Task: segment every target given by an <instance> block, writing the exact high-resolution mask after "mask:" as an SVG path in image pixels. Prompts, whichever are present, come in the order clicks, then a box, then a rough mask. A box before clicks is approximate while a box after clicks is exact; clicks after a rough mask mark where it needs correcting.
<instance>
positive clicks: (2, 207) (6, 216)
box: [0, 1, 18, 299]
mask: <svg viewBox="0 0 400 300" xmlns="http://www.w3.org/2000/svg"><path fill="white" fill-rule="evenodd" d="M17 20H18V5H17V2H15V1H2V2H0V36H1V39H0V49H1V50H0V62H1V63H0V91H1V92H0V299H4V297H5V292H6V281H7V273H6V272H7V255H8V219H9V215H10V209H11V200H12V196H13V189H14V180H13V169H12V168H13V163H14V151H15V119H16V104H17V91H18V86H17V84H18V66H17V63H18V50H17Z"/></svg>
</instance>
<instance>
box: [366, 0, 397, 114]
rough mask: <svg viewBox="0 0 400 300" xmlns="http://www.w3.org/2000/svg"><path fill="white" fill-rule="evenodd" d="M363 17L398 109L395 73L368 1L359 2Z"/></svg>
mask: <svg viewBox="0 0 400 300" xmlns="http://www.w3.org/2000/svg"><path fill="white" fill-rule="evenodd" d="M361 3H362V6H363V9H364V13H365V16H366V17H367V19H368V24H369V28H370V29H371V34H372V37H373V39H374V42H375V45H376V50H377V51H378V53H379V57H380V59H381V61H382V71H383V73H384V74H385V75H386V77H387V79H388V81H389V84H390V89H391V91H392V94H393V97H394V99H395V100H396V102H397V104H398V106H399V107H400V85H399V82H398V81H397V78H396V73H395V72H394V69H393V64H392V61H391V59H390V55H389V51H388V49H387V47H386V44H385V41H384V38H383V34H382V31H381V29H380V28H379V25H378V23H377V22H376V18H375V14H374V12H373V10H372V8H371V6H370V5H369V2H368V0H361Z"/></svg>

::::::

Exercise directions:
Reproduce the data above, swapping each occurrence of "rough mask" for "coarse mask" and keeping everything else the same.

Written response:
Task: segment every target given by an <instance> block, writing the exact high-resolution mask after "mask:" as an SVG path in image pixels. Prompts, whichever are present, come in the order clicks, then a box, then a coarse mask. A box before clicks is approximate while a box after clicks is exact; clicks after a coarse mask mark where it needs correcting.
<instance>
positive clicks: (2, 207) (6, 216)
box: [0, 1, 18, 299]
mask: <svg viewBox="0 0 400 300" xmlns="http://www.w3.org/2000/svg"><path fill="white" fill-rule="evenodd" d="M17 20H18V5H17V2H15V1H2V2H0V36H1V39H0V49H1V50H0V62H1V63H0V91H1V92H0V299H4V297H5V292H6V281H7V273H6V272H7V255H8V219H9V215H10V209H11V200H12V196H13V189H14V180H13V169H12V168H13V163H14V151H15V119H16V104H17V91H18V86H17V84H18V66H17V63H18V50H17Z"/></svg>
</instance>
<instance>
box: [366, 0, 397, 114]
coarse mask: <svg viewBox="0 0 400 300" xmlns="http://www.w3.org/2000/svg"><path fill="white" fill-rule="evenodd" d="M363 17L398 109L395 73L368 1L359 2Z"/></svg>
mask: <svg viewBox="0 0 400 300" xmlns="http://www.w3.org/2000/svg"><path fill="white" fill-rule="evenodd" d="M361 3H362V6H363V9H364V13H365V16H366V17H367V19H368V24H369V28H370V29H371V34H372V37H373V39H374V42H375V45H376V50H377V51H378V53H379V57H380V59H381V61H382V71H383V73H384V74H385V75H386V77H387V79H388V81H389V84H390V89H391V91H392V94H393V97H394V99H395V100H396V102H397V104H398V106H399V107H400V85H399V82H398V81H397V78H396V73H395V72H394V69H393V64H392V61H391V59H390V55H389V51H388V49H387V47H386V44H385V41H384V38H383V34H382V31H381V29H380V28H379V25H378V23H377V22H376V18H375V14H374V12H373V10H372V8H371V6H370V5H369V2H368V0H361Z"/></svg>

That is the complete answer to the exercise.